- The request
Reproduce each of the items below word for word, without the pictures.

==============================

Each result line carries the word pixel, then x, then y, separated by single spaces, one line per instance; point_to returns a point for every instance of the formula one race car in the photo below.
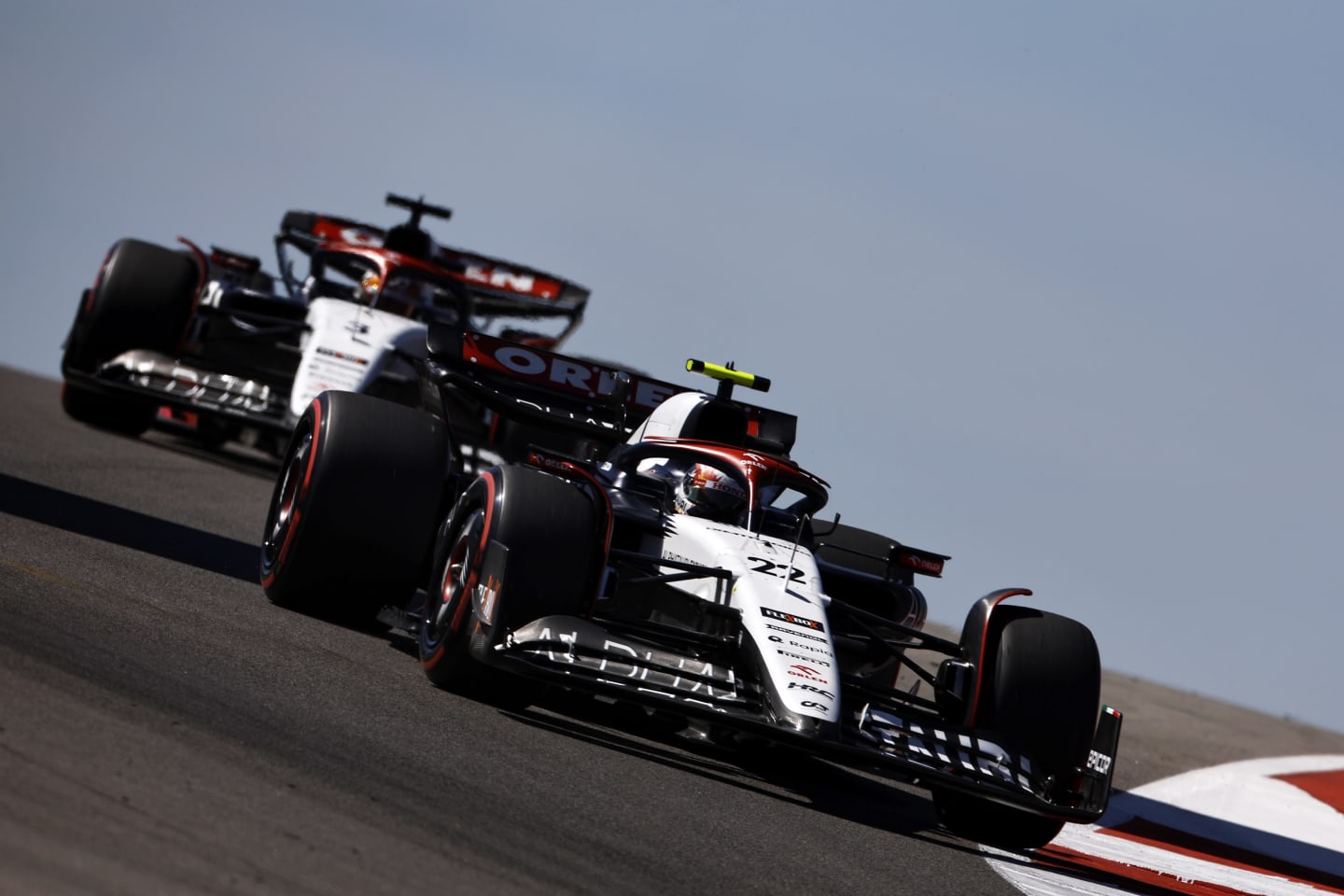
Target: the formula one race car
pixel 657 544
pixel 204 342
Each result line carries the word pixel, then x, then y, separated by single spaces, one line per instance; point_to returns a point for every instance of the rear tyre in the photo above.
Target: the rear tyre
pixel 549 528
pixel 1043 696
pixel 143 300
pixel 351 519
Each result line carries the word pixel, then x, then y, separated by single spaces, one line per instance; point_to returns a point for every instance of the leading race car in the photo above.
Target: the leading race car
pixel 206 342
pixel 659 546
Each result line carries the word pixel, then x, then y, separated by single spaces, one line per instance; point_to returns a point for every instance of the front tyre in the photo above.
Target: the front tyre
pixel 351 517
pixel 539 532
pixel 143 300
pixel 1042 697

==============================

- Answer for this exercise
Each result line carries the word pixel, then x, then y, separated by single spaces, one line per instance; point_to returns a point for every instance of the formula one race car in the photo below.
Target: the formula one race car
pixel 657 544
pixel 204 342
Each result line carries the word pixel, then x, then y, separated by single spaces, one line per instance; point_to returns a point for every instance of the rear tyre in the photo above.
Target: the rear tyre
pixel 549 528
pixel 1043 696
pixel 143 300
pixel 351 519
Each result line carries the word pixel, then x, then y, separated by single spaces, one line per instance; point_to returns a point for every instance of the leading race car in the photo above.
Target: the leading race car
pixel 206 342
pixel 659 546
Each result line carries the word pixel, then x, then y, separated by single spaces, one line per instance; point_to returns a point for every instance of the front tyre in the photo above.
Target: the front tyre
pixel 351 517
pixel 539 532
pixel 143 300
pixel 1042 697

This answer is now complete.